MATERIAL FOR THIS TASK —

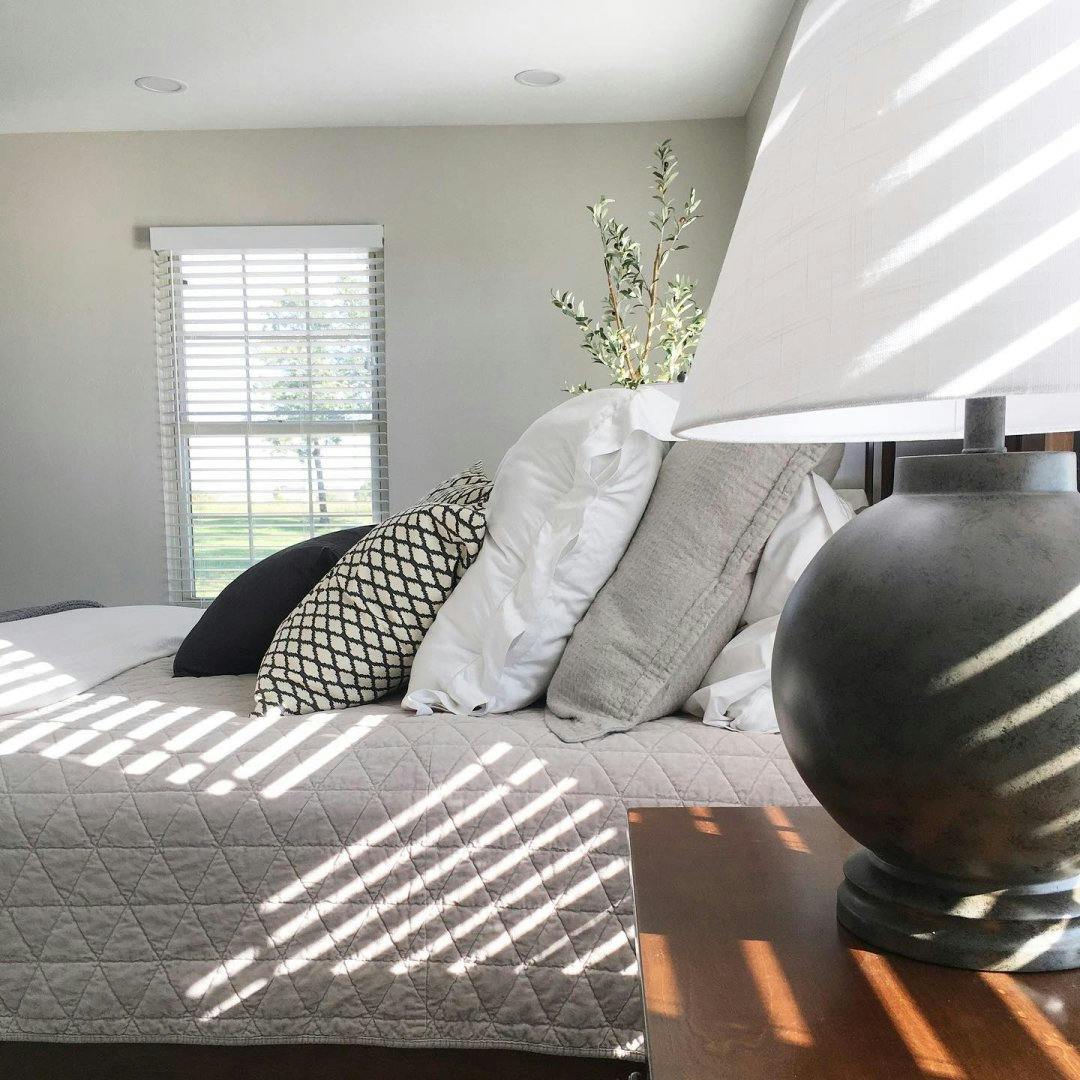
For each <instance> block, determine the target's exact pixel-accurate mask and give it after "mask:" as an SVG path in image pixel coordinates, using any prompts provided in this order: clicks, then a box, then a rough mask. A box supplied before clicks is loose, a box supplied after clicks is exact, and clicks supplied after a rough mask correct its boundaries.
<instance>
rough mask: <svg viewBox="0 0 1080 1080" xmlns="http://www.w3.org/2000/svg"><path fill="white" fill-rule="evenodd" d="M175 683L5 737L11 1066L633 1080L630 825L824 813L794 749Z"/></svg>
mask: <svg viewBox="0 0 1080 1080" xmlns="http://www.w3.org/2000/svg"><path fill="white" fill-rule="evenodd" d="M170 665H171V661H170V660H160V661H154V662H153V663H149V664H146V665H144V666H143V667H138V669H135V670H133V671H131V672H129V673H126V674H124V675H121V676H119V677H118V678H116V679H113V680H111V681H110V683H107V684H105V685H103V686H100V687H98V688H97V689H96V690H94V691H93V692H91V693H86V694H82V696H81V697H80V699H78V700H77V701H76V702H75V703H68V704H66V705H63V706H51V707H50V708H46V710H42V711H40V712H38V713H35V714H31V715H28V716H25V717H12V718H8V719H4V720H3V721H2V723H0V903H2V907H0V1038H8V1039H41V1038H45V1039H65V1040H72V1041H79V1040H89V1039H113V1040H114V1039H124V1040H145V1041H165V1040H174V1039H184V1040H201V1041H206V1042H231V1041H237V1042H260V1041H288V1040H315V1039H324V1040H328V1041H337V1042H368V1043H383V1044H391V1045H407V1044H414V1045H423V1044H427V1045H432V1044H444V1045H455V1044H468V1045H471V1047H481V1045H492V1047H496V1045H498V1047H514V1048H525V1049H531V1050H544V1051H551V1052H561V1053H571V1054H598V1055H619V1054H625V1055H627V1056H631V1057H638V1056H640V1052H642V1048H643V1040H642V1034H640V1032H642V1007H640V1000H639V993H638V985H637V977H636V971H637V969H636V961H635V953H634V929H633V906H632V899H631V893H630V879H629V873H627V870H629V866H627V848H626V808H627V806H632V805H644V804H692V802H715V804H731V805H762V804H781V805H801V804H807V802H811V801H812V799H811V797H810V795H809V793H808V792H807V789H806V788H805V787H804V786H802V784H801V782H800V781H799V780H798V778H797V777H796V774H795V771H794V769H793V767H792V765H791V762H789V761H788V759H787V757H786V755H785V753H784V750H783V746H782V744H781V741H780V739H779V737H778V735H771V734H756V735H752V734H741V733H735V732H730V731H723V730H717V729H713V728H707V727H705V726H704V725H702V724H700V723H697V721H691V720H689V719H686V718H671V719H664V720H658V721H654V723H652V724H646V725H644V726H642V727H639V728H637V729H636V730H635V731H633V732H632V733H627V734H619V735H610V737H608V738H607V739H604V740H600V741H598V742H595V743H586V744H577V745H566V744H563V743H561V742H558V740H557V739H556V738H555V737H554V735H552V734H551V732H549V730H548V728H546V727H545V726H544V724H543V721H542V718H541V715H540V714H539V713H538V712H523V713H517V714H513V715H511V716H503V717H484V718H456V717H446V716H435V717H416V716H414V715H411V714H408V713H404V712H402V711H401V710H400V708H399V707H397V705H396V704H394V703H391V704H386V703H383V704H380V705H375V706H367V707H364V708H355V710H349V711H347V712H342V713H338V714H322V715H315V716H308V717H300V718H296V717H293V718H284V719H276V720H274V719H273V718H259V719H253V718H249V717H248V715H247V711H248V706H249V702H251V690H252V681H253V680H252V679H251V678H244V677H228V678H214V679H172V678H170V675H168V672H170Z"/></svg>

==

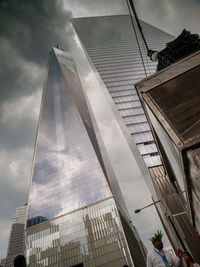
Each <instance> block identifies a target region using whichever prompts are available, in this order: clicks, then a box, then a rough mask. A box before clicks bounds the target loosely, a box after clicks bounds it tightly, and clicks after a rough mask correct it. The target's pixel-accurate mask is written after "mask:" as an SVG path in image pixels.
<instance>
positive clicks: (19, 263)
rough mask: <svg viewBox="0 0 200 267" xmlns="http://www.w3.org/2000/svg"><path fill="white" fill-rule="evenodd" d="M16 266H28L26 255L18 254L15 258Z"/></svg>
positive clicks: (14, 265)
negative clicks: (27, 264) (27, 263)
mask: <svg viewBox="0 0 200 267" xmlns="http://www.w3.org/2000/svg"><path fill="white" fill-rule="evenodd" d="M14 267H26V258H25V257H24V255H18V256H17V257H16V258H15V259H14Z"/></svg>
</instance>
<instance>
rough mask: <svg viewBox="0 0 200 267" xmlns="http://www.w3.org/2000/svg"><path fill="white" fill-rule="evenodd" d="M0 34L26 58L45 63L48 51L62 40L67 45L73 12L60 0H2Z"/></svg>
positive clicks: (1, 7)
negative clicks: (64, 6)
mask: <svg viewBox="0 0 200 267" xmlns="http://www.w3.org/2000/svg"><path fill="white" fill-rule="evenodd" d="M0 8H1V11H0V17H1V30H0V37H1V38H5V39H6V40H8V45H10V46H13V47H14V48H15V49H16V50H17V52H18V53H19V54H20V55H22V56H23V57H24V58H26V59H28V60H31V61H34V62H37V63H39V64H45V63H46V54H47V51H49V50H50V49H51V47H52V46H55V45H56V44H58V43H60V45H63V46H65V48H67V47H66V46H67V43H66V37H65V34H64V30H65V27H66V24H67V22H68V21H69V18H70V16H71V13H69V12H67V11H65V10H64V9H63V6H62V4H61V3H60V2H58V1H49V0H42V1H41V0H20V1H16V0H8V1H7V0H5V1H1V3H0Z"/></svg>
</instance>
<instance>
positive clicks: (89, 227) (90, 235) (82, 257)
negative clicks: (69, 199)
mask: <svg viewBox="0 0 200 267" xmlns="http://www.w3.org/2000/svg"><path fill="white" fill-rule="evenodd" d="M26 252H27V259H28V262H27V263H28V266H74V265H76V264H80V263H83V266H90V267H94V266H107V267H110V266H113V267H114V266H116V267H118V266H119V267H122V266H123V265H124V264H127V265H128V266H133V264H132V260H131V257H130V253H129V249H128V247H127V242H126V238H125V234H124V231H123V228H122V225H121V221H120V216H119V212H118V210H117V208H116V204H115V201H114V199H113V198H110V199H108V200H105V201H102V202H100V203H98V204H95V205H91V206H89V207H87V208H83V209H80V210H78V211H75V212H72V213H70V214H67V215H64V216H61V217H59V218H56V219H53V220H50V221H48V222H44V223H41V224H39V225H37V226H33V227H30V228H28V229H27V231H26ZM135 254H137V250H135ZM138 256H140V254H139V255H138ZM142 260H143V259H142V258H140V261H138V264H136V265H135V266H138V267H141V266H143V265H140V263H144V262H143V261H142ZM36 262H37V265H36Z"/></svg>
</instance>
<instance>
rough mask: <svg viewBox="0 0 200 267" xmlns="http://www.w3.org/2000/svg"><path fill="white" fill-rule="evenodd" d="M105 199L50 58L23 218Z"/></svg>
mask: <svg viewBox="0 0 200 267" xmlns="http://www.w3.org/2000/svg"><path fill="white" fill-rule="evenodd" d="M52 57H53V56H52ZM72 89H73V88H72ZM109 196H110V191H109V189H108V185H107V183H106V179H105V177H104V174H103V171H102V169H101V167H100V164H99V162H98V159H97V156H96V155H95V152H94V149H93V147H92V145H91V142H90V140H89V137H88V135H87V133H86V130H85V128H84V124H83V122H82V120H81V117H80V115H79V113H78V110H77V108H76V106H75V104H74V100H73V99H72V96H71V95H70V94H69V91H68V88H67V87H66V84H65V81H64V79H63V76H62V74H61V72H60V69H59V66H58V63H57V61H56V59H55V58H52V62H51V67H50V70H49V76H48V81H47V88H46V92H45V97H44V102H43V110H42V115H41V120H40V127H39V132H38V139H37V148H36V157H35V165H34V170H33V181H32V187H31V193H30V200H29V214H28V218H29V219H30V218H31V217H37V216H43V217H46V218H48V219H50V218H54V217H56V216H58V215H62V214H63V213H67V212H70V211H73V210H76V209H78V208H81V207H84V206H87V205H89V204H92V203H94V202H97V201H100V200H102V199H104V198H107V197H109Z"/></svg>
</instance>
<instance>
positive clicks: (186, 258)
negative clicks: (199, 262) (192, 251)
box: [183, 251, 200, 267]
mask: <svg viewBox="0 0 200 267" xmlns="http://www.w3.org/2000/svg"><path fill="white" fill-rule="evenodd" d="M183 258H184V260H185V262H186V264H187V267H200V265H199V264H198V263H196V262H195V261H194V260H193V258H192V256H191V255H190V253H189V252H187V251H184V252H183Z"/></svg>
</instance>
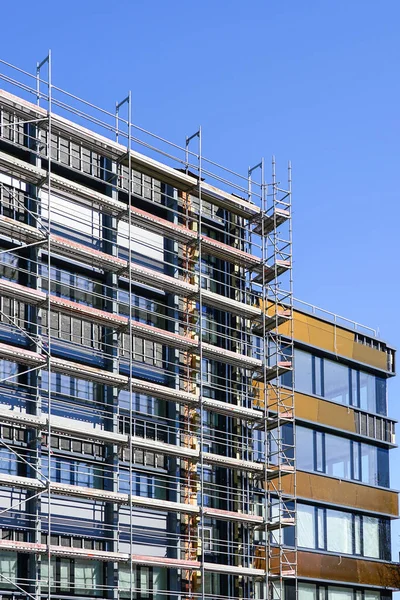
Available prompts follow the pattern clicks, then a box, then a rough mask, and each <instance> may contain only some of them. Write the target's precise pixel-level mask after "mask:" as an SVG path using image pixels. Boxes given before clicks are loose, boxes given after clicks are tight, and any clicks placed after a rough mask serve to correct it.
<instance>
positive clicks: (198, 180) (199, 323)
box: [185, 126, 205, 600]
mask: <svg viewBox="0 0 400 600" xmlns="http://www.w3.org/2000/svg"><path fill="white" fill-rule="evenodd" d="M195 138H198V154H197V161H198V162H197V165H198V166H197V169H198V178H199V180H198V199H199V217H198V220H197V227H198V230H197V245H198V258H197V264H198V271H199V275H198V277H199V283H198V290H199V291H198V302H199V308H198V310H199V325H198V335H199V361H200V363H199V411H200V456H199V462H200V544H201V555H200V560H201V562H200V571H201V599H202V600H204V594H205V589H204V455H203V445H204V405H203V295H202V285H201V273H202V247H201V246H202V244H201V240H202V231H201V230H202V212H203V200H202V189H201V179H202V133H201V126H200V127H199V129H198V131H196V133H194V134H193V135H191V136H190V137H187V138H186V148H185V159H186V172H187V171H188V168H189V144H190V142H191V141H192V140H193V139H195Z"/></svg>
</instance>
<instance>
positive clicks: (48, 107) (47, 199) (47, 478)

---

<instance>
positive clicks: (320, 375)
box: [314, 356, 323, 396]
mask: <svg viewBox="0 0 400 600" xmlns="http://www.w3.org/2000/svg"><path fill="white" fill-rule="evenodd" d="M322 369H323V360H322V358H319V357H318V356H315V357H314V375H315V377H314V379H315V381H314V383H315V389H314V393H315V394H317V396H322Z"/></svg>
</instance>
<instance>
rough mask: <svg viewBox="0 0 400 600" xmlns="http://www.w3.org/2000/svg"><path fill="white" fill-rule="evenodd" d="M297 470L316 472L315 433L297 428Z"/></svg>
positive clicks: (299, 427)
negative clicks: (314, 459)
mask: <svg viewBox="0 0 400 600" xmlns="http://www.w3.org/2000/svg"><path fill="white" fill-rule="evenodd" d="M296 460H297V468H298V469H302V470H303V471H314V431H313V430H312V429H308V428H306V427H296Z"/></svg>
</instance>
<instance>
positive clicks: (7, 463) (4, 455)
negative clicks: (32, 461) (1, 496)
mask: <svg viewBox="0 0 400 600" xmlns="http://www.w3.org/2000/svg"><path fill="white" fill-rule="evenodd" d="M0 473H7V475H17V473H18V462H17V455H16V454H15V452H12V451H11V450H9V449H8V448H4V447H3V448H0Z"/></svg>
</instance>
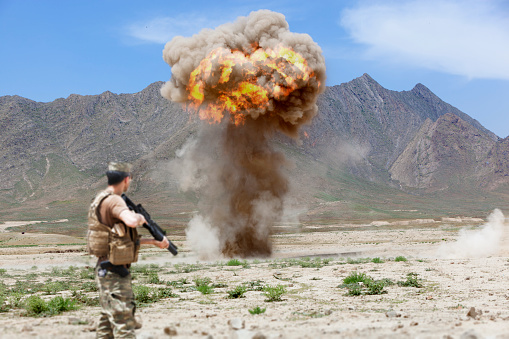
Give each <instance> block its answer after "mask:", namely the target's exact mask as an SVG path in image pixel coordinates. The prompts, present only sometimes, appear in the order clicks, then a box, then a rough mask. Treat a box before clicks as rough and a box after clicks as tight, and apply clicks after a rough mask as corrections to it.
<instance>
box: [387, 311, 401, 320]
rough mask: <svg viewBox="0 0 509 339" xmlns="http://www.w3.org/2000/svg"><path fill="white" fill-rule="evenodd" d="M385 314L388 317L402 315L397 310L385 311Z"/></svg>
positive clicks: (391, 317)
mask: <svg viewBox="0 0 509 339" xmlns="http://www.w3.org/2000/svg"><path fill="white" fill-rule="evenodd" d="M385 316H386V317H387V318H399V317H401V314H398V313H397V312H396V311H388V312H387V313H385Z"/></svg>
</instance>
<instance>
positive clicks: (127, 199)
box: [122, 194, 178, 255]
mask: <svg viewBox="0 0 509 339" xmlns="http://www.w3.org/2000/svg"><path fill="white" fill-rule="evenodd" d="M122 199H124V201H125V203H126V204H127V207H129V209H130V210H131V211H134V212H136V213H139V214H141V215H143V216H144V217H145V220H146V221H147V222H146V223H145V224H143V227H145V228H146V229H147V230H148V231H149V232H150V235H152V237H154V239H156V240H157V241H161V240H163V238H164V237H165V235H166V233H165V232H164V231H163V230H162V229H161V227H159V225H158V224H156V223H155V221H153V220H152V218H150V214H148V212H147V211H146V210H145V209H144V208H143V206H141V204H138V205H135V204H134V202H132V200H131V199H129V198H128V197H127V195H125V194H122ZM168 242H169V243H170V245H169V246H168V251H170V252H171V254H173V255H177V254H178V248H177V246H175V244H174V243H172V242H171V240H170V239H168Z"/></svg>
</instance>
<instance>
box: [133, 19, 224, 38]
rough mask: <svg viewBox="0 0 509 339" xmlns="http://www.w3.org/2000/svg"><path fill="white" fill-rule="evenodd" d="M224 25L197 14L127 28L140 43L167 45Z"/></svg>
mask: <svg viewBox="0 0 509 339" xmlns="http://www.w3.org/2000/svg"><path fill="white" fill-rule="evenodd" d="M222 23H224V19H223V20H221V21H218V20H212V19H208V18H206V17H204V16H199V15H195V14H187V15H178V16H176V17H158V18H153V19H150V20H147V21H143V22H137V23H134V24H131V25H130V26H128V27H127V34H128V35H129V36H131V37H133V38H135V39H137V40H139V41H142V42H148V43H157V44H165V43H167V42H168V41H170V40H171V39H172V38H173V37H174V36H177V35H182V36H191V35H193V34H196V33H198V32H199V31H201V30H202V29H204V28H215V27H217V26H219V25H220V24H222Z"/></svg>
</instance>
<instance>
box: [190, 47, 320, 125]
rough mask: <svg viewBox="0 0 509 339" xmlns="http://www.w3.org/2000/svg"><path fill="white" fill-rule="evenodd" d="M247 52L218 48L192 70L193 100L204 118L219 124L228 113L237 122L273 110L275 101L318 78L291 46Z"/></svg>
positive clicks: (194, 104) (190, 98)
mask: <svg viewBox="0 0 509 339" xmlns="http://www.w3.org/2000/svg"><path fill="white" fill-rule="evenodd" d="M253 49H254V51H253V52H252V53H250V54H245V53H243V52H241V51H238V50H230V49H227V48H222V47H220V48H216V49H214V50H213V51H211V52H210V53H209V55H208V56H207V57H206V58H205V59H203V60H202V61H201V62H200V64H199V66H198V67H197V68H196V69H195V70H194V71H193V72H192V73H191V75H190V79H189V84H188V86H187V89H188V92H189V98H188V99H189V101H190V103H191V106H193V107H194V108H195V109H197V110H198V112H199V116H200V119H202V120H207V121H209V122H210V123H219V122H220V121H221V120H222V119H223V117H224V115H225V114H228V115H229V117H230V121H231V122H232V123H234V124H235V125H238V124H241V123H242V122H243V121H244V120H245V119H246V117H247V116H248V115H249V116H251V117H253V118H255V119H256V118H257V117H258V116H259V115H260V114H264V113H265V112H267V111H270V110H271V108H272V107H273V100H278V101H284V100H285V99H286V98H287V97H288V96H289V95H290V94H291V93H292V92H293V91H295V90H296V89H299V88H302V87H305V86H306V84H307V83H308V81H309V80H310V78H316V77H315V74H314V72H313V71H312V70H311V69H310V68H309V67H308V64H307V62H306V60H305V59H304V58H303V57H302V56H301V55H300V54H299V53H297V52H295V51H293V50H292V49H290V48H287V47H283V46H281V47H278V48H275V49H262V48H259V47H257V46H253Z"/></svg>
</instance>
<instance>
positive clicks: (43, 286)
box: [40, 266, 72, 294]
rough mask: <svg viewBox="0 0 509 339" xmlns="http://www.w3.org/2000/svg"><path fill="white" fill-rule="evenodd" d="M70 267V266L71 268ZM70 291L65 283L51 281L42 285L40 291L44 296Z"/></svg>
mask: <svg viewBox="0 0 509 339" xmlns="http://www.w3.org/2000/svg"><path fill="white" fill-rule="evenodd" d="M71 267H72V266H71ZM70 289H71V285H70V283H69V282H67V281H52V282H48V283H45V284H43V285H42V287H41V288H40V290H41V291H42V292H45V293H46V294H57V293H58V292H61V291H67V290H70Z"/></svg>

PROBLEM TO WORK ON — Can you retype everything from the line containing "For each <instance>" down to the line containing "683L5 737L11 1066L633", including both of those lines, without changing a single character?

RESPONSE TO THE TASK —
For each <instance> block, determine the target's exact pixel-accurate mask and give it after "mask:" as an SVG path in image pixel coordinates, using any prompts provided in this order: clicks, then a box, then a rough mask. A box supplied before clicks is loose, a box supplied after clicks is exact, and clicks supplied after a rough mask correct its boundaries.
<instance>
rough mask: <svg viewBox="0 0 1080 1080" xmlns="http://www.w3.org/2000/svg"><path fill="white" fill-rule="evenodd" d="M175 683L5 737L11 1066L633 1080L630 825L824 813L794 749Z"/></svg>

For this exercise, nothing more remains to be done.